== Page extract ==
##########

2

I have the following code(manual version is from Adler's answer)

 #include <iostream>
 #include <nmmintrin.h>

     #define POLY2 0x82f63b78  
    uint32_t crc32c2(uint32_t crc, const unsigned char *buf, size_t len)
    {
        int k;

        crc = ~crc;
        while (len--) {
            crc ^= *buf++;
            for (k = 0; k < 8; k++)
                crc = crc & 1 ? (crc >> 1) ^ POLY2 : crc >> 1;
        }
        return ~crc;
    }

    int main(int argc, char **argv)
    {
        const unsigned int val = 5;
        std::cout << std::hex << crc32c2(0,(const unsigned char*)&val,4) << std::endl;   
        std::cout << _mm_crc32_u32(0, 5) << std::endl;
    }

Output is:

ee00d08c

a6679b4b

My question is why the manual version does not give the same answer as the intrisic.

NoSenseEtAl
  • 28,205
  • 28
  • 128
  • 277

1 Answers1

4

Mark Adler's answer on Implementing SSE 4.2's CRC32C in software shows that you need to start with 0 ^ 0xffffffff, and end with crc0 ^ 0xffffffff; to pre and post process. (Or use the ~ operator like you're doing in the SW version).

Mark's answer uses GNU C inline asm, but an intrinsics port it would be simple. (It unrolls with multiple accumulators to hide the latency of crc32_u64 over a big buffer.)

This version works on my system.

int main(int argc, char **argv)

##########

== Problem A ==
From the CRC32C thread, quote the part that begins with the words containing "Mark Adler's answer" and ends with "the SW version).".
== Problem B ==
List the parameters, with their types, of the function crc32c2 in the CRC32C thread.

##########

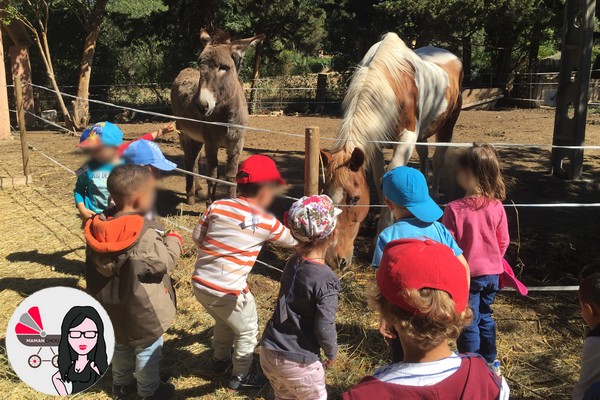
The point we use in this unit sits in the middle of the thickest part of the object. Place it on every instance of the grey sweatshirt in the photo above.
(304, 317)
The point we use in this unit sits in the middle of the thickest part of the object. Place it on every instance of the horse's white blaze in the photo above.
(207, 100)
(403, 152)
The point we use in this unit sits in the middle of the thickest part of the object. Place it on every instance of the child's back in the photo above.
(453, 378)
(128, 260)
(229, 235)
(481, 230)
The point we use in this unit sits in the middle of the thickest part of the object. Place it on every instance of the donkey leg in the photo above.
(423, 152)
(212, 165)
(191, 150)
(444, 135)
(234, 151)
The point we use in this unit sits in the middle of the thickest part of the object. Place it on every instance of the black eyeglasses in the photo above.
(86, 334)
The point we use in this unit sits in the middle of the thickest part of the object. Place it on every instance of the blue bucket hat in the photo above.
(407, 187)
(145, 152)
(101, 134)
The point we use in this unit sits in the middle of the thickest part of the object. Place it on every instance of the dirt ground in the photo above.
(540, 337)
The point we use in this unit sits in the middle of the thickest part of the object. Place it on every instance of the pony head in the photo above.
(346, 184)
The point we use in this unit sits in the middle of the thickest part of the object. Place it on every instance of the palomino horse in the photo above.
(212, 93)
(398, 95)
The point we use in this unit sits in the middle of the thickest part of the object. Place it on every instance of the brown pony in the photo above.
(396, 95)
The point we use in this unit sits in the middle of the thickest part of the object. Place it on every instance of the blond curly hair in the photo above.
(436, 321)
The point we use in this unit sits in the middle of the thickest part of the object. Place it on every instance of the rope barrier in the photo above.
(388, 142)
(184, 228)
(520, 205)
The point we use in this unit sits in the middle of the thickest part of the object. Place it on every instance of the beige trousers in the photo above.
(236, 325)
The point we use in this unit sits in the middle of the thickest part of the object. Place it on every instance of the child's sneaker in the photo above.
(495, 367)
(254, 379)
(121, 392)
(221, 367)
(165, 391)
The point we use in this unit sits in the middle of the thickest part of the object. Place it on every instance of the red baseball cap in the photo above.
(419, 264)
(259, 169)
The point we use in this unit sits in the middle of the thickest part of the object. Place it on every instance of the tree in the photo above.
(91, 14)
(34, 15)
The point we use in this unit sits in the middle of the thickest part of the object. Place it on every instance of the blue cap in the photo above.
(145, 152)
(101, 134)
(407, 187)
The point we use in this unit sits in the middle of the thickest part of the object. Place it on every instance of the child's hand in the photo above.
(386, 330)
(86, 214)
(168, 128)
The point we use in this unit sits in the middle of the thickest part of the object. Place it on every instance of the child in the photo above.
(478, 222)
(128, 260)
(304, 318)
(416, 214)
(422, 292)
(104, 142)
(588, 387)
(229, 236)
(144, 152)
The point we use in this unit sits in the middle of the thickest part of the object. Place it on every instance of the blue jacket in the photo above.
(90, 188)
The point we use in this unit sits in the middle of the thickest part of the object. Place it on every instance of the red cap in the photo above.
(259, 169)
(418, 264)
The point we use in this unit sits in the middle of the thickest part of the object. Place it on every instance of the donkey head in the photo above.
(218, 63)
(346, 184)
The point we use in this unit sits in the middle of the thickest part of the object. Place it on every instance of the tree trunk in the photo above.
(4, 116)
(81, 113)
(255, 74)
(44, 48)
(534, 49)
(21, 67)
(467, 58)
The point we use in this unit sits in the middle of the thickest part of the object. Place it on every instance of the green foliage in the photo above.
(136, 8)
(152, 40)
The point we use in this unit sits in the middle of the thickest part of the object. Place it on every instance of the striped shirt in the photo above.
(229, 235)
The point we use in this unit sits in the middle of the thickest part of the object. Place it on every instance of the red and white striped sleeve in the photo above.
(201, 227)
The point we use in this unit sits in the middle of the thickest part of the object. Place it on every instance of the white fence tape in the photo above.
(256, 129)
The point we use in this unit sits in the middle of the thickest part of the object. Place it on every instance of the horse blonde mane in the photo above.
(371, 111)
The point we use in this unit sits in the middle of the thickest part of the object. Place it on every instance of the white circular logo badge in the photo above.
(60, 341)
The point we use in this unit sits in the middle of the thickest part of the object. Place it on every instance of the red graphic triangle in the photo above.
(35, 314)
(21, 329)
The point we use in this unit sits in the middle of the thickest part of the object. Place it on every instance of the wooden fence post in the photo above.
(321, 93)
(311, 160)
(22, 126)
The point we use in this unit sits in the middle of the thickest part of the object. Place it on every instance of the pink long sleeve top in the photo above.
(481, 231)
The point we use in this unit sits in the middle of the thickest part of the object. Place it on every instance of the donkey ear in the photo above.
(239, 47)
(204, 38)
(357, 159)
(325, 157)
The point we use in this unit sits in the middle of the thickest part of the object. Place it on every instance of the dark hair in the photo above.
(589, 290)
(125, 180)
(483, 162)
(66, 355)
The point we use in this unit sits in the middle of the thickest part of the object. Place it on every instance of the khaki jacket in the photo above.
(128, 260)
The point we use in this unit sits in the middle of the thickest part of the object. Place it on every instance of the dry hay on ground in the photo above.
(539, 338)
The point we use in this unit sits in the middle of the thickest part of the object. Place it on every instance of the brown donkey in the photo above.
(212, 93)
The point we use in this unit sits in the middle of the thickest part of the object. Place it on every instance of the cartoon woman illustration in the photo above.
(82, 356)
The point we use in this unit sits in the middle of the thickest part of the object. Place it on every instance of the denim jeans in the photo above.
(143, 361)
(480, 336)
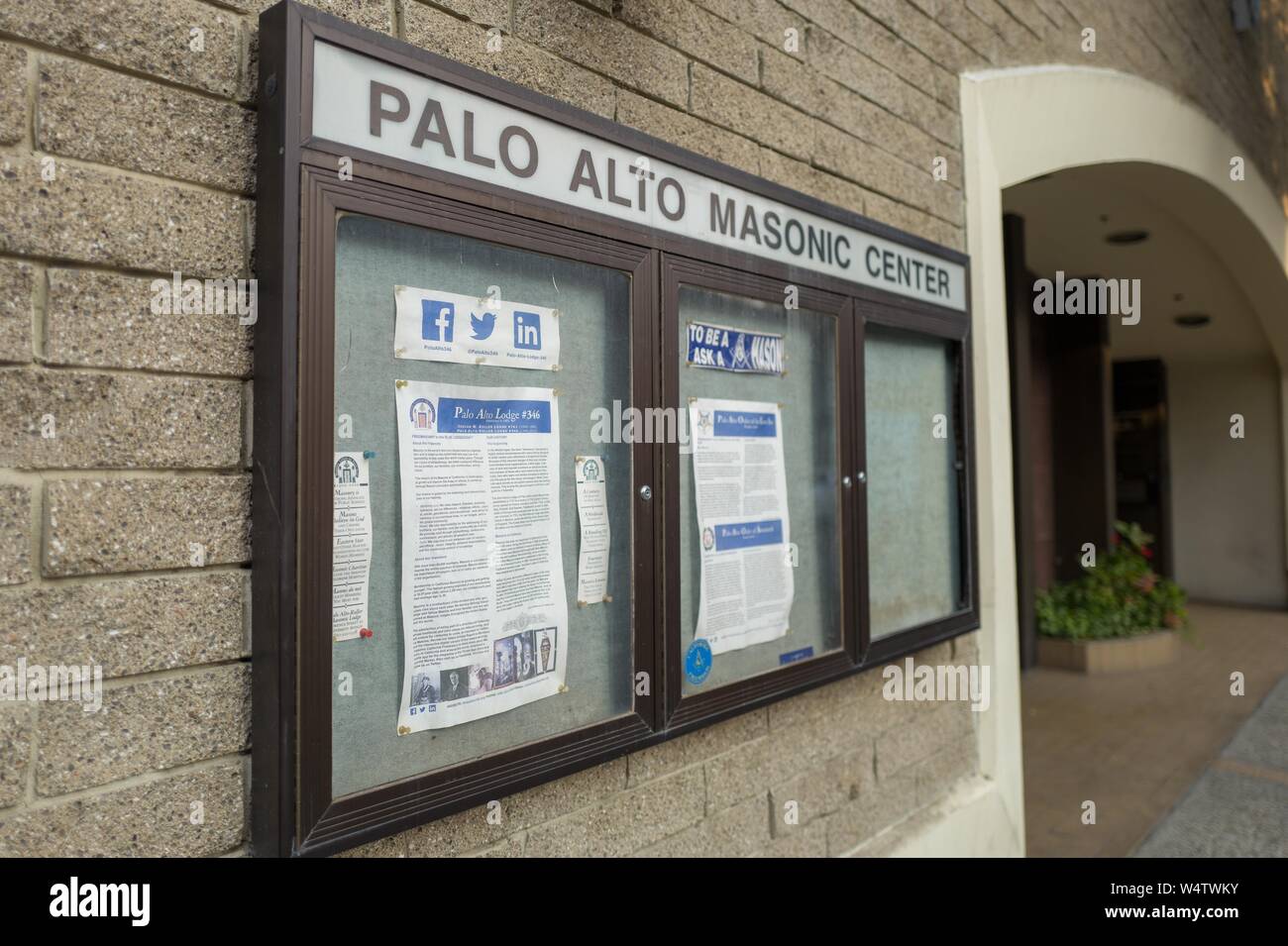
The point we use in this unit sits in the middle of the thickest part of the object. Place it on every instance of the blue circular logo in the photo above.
(697, 662)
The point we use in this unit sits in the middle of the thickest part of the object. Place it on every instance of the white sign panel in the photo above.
(436, 326)
(365, 103)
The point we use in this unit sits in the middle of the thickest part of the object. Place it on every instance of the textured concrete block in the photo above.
(471, 830)
(102, 116)
(767, 20)
(810, 180)
(697, 747)
(795, 82)
(374, 14)
(13, 104)
(883, 85)
(810, 841)
(921, 31)
(871, 812)
(776, 760)
(935, 775)
(91, 215)
(623, 822)
(14, 752)
(604, 46)
(750, 112)
(829, 700)
(394, 846)
(78, 420)
(184, 42)
(94, 527)
(819, 790)
(143, 727)
(684, 130)
(104, 321)
(17, 288)
(193, 813)
(458, 834)
(515, 60)
(510, 847)
(844, 155)
(14, 534)
(918, 223)
(692, 30)
(735, 832)
(129, 626)
(905, 745)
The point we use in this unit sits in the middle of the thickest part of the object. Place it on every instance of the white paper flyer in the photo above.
(434, 326)
(595, 534)
(483, 601)
(351, 546)
(741, 489)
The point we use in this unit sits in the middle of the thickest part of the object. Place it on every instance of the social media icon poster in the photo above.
(436, 326)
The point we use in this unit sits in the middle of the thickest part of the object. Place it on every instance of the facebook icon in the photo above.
(527, 330)
(437, 319)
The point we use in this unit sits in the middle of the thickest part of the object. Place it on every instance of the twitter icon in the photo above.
(482, 326)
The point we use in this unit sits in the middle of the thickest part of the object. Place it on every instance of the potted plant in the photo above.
(1120, 615)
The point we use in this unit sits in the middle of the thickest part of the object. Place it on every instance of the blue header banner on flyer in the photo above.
(745, 424)
(463, 416)
(746, 534)
(732, 349)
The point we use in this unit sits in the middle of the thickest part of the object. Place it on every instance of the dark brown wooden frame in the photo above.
(292, 811)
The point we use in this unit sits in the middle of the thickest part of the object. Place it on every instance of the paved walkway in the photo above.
(1136, 743)
(1239, 806)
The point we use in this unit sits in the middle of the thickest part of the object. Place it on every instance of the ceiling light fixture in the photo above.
(1127, 237)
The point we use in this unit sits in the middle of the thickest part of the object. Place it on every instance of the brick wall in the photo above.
(151, 146)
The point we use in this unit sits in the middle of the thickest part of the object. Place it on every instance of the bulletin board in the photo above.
(373, 257)
(382, 164)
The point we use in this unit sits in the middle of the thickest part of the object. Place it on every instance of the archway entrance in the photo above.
(1020, 125)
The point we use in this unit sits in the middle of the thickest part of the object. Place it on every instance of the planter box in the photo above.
(1109, 656)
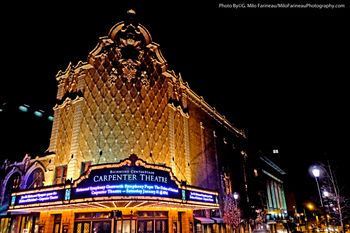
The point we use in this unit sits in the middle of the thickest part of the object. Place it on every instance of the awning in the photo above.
(218, 220)
(204, 220)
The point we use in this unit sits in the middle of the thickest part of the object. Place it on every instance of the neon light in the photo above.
(128, 189)
(38, 197)
(201, 197)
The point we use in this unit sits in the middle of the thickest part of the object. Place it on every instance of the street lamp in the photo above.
(235, 195)
(316, 173)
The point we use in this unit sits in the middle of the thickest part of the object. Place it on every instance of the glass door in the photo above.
(82, 227)
(161, 226)
(145, 226)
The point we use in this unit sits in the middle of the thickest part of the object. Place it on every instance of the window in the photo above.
(84, 166)
(60, 174)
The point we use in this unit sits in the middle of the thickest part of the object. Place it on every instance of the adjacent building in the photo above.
(132, 149)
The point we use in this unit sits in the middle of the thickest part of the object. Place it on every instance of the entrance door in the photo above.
(161, 226)
(82, 227)
(145, 226)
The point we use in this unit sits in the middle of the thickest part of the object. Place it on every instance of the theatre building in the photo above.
(132, 149)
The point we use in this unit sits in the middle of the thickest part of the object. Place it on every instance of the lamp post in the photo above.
(316, 173)
(235, 196)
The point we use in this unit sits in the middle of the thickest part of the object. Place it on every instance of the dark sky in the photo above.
(279, 74)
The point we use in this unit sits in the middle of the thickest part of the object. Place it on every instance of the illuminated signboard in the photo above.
(127, 181)
(200, 196)
(124, 180)
(39, 197)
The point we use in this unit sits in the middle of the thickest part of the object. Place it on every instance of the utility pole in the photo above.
(337, 197)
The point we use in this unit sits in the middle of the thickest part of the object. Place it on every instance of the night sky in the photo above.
(279, 74)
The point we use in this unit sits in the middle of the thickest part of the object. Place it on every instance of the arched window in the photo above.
(12, 183)
(35, 179)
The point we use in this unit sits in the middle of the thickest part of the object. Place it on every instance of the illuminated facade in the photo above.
(132, 149)
(269, 191)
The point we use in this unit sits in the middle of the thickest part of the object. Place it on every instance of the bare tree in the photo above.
(335, 204)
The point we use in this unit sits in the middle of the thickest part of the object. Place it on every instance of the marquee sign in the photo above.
(131, 178)
(127, 181)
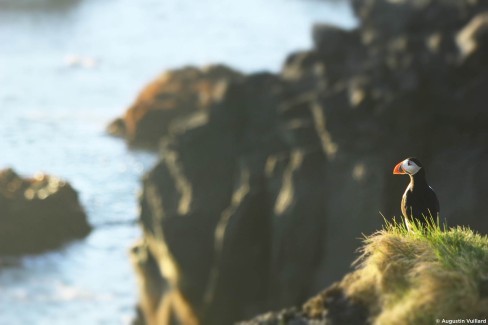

##########

== Output A ==
Mark Adler's answer on Implementing SSE 4.2's CRC32C in software shows that you need to start with 0 ^ 0xffffffff, and end with crc0 ^ 0xffffffff; to pre and post process. (Or use the ~ operator like you're doing in the SW version).

== Output B ==
uint32_t crc
const unsigned char *buf
size_t len